▸ Task objective
Repeat everything in the records below, from the line containing "Target: girl's eye" down to the final line of the records, word for word.

▸ Information supplied
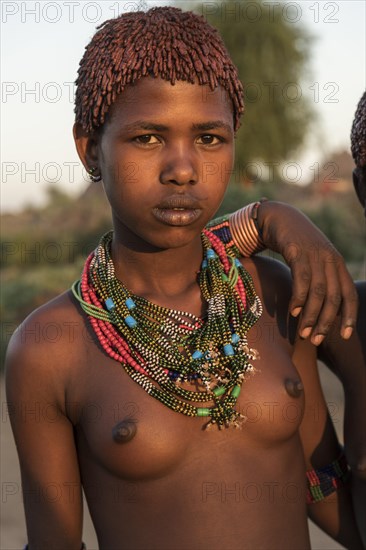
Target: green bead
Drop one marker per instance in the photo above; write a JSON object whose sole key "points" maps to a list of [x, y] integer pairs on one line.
{"points": [[219, 390], [202, 411], [236, 391]]}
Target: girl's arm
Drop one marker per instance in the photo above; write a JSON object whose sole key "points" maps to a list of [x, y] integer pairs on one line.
{"points": [[44, 439], [334, 514]]}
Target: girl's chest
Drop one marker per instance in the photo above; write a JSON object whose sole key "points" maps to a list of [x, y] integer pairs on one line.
{"points": [[135, 436]]}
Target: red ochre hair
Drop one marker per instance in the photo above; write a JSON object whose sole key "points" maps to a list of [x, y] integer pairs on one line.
{"points": [[358, 133], [163, 42]]}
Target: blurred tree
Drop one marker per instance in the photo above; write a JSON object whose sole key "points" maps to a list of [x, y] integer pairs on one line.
{"points": [[271, 50]]}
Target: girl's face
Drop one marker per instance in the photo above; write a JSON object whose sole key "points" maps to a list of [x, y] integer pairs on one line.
{"points": [[165, 154]]}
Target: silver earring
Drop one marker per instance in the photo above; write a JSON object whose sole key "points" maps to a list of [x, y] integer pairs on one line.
{"points": [[93, 176]]}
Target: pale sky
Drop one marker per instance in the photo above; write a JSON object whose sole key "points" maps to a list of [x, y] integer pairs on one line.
{"points": [[42, 43]]}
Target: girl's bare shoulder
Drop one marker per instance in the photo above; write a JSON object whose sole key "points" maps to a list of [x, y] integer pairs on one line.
{"points": [[51, 339]]}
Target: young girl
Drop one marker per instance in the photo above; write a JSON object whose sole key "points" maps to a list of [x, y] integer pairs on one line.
{"points": [[170, 344]]}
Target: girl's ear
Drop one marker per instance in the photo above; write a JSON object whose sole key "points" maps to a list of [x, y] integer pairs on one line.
{"points": [[87, 147]]}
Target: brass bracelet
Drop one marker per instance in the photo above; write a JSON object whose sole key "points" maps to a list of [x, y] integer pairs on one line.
{"points": [[245, 231]]}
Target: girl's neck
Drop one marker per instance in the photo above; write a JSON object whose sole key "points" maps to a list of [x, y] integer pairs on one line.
{"points": [[157, 274]]}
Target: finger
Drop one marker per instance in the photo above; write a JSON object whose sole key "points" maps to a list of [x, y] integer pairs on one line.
{"points": [[300, 287], [349, 306], [313, 307]]}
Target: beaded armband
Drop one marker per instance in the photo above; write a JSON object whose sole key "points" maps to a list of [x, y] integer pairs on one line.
{"points": [[83, 547], [324, 481]]}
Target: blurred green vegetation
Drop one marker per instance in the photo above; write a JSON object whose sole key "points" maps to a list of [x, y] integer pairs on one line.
{"points": [[43, 249], [272, 55]]}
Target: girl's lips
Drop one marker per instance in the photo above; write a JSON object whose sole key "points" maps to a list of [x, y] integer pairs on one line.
{"points": [[177, 216]]}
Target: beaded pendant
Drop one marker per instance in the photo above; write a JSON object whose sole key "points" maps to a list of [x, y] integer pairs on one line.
{"points": [[166, 351]]}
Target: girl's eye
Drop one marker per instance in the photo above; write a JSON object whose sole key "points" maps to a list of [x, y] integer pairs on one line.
{"points": [[209, 139], [147, 139]]}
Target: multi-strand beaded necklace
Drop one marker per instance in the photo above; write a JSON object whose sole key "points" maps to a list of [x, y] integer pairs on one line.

▸ Expected answer
Target: girl's eye
Drop one marker per instance in the photo above; write a JSON object whose sole key "points" maps to a list of [x, y] integer pairs on one line.
{"points": [[209, 139], [147, 139]]}
Target: multi-strand beaded necklace
Drop one marker per instance in the photo above; write a JSON object whose sole key "points" maps to a list of [x, y] integer pairs on one line.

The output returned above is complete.